Task to carry out.
Please find every line in the entries below that contains the word "black" and copy each of those lines.

Data in this exercise.

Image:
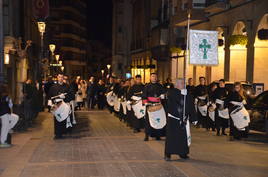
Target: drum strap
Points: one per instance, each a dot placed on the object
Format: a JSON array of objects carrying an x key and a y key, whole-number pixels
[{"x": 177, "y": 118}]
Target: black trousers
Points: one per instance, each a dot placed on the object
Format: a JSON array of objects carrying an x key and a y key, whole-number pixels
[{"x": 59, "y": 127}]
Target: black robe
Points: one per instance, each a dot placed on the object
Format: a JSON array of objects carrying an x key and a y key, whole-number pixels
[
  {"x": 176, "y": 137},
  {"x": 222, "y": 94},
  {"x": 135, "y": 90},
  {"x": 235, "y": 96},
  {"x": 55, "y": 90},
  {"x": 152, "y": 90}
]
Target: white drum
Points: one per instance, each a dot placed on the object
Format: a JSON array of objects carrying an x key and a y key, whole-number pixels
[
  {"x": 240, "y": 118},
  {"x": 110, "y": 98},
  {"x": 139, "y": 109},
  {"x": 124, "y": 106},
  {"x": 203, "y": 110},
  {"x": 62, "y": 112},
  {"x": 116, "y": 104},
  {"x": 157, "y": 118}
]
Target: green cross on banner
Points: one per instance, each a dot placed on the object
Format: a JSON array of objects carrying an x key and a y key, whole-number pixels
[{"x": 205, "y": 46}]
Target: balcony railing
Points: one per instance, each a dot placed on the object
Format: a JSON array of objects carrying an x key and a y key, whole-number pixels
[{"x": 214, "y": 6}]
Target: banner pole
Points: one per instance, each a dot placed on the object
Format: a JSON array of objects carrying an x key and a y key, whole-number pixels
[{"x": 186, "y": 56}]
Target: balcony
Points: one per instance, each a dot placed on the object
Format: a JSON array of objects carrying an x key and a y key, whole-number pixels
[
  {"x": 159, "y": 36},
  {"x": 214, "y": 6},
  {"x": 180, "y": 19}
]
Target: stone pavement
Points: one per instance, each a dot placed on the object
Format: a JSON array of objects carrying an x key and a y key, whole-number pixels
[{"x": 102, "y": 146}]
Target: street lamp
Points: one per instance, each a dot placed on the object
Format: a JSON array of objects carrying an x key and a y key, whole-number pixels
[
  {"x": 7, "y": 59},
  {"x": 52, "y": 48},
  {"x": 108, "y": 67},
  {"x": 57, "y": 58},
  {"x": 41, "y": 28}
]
==
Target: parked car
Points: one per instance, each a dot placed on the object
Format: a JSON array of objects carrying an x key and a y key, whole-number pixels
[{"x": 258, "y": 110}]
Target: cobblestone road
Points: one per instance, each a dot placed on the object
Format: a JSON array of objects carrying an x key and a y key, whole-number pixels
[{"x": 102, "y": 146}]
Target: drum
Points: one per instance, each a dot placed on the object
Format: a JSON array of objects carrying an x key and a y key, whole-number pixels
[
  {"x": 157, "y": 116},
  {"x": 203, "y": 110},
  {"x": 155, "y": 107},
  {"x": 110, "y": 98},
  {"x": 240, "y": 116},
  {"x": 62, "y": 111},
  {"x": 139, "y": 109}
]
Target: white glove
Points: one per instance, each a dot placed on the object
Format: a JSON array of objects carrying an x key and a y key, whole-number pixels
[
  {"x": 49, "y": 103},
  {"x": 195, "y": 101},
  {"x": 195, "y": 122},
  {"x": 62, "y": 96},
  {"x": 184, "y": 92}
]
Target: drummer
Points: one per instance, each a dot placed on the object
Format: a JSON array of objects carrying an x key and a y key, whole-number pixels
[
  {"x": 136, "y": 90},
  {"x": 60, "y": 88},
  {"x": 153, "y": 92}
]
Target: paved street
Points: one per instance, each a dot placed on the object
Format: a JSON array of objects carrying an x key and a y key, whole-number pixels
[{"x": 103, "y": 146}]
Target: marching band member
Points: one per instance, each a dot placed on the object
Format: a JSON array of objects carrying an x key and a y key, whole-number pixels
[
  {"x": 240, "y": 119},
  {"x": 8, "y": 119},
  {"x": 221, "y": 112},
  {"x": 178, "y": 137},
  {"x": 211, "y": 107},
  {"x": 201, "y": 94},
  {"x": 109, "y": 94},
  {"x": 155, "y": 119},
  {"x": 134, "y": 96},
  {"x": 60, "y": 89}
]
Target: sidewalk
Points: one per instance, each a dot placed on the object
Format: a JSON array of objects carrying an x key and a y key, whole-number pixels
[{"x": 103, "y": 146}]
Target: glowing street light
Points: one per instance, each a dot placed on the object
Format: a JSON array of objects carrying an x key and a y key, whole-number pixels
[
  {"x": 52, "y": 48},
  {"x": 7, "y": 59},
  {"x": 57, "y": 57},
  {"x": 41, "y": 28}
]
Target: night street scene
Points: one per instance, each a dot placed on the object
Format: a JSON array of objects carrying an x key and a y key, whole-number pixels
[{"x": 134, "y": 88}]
---
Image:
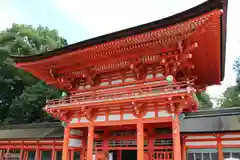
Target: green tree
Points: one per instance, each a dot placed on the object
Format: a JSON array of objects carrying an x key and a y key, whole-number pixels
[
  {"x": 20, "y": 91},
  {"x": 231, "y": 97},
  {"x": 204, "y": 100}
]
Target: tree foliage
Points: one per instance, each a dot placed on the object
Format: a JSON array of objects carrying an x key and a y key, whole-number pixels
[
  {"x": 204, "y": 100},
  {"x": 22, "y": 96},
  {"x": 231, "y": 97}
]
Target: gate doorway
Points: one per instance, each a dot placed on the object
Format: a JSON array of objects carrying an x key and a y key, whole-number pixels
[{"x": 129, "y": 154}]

The solution.
Target: black trousers
Target: black robe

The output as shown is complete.